***** Excerpted passage *****

Vancouver's answer to Copenhagen's Little Mermaid landmark is Elek Imredy's statue of a "Girl in a Wetsuit". This sculpture was erected on 9 June 1972 in Burrard Inlet, just off the shore of Stanley Park, Vancouver, British Columbia. Unable to obtain permission to reproduce Copenhagen's Little Mermaid statue, the Canadian city commissioned a modern version with diving mask, wet suit, and swim fins. No snorkel, though! According to the sculptor's wife, Peggy Imredy, "She represents Vancouver's dependence on the sea and the necessity to use the sea for the benefit of all."

***** Extracted data *****

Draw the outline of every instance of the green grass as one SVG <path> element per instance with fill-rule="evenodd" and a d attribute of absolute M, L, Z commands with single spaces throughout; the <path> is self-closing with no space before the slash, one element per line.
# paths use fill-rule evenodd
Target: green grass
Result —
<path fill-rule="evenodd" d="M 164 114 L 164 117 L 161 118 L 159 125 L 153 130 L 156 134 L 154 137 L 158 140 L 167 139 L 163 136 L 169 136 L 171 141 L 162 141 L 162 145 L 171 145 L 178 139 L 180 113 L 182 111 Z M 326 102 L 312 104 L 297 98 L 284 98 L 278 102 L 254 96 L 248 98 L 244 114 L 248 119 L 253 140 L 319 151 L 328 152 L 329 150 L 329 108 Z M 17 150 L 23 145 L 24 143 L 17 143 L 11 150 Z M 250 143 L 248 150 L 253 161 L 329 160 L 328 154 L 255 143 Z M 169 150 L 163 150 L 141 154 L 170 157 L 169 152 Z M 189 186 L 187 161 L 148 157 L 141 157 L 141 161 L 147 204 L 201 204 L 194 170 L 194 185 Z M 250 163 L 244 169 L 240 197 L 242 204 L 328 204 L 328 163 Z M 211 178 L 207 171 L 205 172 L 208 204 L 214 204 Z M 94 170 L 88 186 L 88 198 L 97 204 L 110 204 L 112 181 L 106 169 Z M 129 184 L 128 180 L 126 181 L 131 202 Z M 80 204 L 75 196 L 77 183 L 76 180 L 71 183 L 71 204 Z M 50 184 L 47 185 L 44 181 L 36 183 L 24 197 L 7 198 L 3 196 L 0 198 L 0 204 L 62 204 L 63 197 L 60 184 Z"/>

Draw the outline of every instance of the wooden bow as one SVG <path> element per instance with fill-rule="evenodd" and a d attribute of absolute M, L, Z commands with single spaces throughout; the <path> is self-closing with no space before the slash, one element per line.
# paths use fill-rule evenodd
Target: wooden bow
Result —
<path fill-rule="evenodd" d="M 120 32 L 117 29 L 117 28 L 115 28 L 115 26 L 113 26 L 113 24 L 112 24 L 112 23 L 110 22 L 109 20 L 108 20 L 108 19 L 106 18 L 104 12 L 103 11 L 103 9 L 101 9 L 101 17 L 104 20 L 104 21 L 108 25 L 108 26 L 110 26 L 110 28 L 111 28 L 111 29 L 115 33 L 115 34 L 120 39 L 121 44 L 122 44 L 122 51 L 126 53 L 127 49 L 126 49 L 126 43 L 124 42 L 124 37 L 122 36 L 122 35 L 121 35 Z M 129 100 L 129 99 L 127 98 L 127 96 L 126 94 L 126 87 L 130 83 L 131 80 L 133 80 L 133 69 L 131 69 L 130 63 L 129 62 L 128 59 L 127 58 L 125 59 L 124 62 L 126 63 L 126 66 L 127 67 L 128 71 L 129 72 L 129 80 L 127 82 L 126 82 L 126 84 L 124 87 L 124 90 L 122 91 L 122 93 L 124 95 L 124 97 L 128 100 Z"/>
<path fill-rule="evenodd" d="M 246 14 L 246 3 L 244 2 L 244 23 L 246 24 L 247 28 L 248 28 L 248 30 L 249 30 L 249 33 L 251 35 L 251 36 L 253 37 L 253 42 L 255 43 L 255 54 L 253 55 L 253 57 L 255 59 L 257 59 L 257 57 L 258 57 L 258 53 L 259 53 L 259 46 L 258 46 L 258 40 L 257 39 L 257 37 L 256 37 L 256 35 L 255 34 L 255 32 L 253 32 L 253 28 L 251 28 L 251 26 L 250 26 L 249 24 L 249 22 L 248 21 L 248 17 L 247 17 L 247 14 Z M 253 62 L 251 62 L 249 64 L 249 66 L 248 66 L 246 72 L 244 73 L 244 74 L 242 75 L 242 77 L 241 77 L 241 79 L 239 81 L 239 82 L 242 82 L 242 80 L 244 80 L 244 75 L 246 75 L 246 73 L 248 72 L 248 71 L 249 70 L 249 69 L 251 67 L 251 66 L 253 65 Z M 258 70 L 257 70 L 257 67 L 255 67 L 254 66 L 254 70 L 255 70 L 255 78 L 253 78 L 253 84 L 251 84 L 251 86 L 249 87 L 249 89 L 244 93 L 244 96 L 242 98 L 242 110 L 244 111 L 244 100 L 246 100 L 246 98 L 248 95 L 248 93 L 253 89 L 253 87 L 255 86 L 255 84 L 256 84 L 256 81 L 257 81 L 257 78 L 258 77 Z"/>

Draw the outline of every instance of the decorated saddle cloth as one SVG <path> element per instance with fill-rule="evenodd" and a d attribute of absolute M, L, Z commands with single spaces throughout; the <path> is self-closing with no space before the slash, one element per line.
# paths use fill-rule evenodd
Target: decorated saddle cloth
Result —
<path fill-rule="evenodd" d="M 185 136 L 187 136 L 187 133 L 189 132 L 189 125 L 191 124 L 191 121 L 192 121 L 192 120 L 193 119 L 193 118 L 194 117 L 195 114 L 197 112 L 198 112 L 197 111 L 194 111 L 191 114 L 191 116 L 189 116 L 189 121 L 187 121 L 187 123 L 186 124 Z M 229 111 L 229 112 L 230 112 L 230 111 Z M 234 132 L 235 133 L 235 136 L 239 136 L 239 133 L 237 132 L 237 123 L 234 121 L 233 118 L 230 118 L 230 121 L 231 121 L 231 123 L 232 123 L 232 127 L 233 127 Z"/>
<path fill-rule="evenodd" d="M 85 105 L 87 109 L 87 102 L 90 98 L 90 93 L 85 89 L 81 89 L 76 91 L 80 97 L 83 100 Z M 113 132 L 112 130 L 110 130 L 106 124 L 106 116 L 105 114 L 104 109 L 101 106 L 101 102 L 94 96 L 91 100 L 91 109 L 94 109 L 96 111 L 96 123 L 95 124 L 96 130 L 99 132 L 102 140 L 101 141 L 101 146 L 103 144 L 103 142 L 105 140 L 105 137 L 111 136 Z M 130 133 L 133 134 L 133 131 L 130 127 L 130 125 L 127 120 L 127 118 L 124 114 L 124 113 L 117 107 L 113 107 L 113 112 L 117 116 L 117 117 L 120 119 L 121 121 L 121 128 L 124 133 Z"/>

*****

:: Work instructions ::
In the passage about the Girl in a Wetsuit statue, when was the sculpture erected? The lines have no connection to the passage about Vancouver's Girl in a Wetsuit statue.

:: Finished exercise ::
9 June 1972